Stated task:
Put each of the following lines into a Markdown table with the columns "Row" and "Line", where "Row" holds the row number and "Line" holds the line. Omit blank lines.
▼
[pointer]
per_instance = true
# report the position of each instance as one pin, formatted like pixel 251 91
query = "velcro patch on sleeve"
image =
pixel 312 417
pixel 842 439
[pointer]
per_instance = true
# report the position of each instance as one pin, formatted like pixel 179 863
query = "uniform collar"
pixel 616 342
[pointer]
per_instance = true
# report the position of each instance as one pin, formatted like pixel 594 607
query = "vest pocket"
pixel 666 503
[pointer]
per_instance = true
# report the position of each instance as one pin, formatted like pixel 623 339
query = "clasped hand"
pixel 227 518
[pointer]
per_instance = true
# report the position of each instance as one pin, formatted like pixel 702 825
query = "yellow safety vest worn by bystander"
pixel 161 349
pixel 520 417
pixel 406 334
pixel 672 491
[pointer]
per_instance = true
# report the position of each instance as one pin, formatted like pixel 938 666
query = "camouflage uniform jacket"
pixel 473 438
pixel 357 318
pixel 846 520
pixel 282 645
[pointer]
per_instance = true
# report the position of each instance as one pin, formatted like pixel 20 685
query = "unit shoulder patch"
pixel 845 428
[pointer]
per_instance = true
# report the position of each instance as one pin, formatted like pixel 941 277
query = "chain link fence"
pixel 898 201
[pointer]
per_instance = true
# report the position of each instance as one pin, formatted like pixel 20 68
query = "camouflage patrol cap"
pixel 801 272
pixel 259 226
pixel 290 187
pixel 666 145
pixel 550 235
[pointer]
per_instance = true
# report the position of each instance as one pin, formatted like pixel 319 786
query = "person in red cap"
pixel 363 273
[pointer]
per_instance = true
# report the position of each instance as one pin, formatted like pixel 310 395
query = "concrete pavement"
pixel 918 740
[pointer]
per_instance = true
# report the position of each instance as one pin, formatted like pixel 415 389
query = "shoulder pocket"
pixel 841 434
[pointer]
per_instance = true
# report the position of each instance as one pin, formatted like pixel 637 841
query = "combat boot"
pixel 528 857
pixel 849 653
▲
Full output:
| Row | Line |
|---|---|
| 1 | [pointer] |
| 2 | per_instance = true |
| 3 | # report the position of each instance as one pin, formatted like pixel 251 91 |
| 4 | query = "velcro patch on sleeve" |
| 5 | image = |
| 6 | pixel 312 417 |
| 7 | pixel 842 439 |
| 8 | [pointer] |
| 9 | per_instance = true |
| 10 | # report the position of each instance as one pin, formatted like pixel 179 863 |
| 11 | query = "uniform collar" |
| 12 | pixel 616 342 |
| 13 | [pointer] |
| 14 | per_instance = true |
| 15 | # report the position of each instance as one pin, formatted like pixel 594 607 |
| 16 | query = "vest pocket" |
| 17 | pixel 666 503 |
| 18 | [pointer] |
| 19 | per_instance = true |
| 20 | # report the position of each instance as one pin, formatted like pixel 623 339 |
| 21 | query = "clasped hand" |
| 22 | pixel 227 518 |
| 23 | [pointer] |
| 24 | per_instance = true |
| 25 | # report the position of each instance as one pin, formatted like pixel 702 825 |
| 26 | query = "yellow safety vest worn by bystander" |
| 27 | pixel 161 349 |
| 28 | pixel 520 417 |
| 29 | pixel 406 334 |
| 30 | pixel 672 491 |
| 31 | [pointer] |
| 32 | per_instance = true |
| 33 | # report the position of each instance as one pin, formatted like pixel 938 666 |
| 34 | query = "camouflage uniform jacket" |
| 35 | pixel 473 438 |
| 36 | pixel 357 318 |
| 37 | pixel 846 520 |
| 38 | pixel 282 645 |
| 39 | [pointer] |
| 40 | per_instance = true |
| 41 | # report the position of each instance as one pin, formatted like pixel 20 685 |
| 42 | query = "unit shoulder patch" |
| 43 | pixel 845 428 |
| 44 | [pointer] |
| 45 | per_instance = true |
| 46 | # report the position of each instance as one pin, formatted like pixel 941 277 |
| 47 | query = "chain link fence" |
| 48 | pixel 898 201 |
| 49 | [pointer] |
| 50 | per_instance = true |
| 51 | # report the position of each instance as one pin, formatted like pixel 20 68 |
| 52 | query = "camouflage patrol cap" |
| 53 | pixel 801 272 |
| 54 | pixel 259 226 |
| 55 | pixel 290 187 |
| 56 | pixel 666 145 |
| 57 | pixel 550 235 |
| 58 | [pointer] |
| 59 | per_instance = true |
| 60 | # report the position of each instance as one pin, formatted like pixel 319 786 |
| 61 | query = "person in red cap" |
| 62 | pixel 363 273 |
| 63 | [pointer] |
| 64 | per_instance = true |
| 65 | # report the position of each instance as one pin, formatted like pixel 310 395 |
| 66 | query = "concrete pavement" |
| 67 | pixel 918 740 |
| 68 | [pointer] |
| 69 | per_instance = true |
| 70 | # report the position of each instance as one pin, formatted like pixel 415 389 |
| 71 | query = "shoulder pocket" |
| 72 | pixel 841 434 |
| 73 | [pointer] |
| 74 | per_instance = true |
| 75 | # report the position of each instance as one pin, formatted like pixel 637 841 |
| 76 | query = "combat boot" |
| 77 | pixel 528 857 |
| 78 | pixel 849 653 |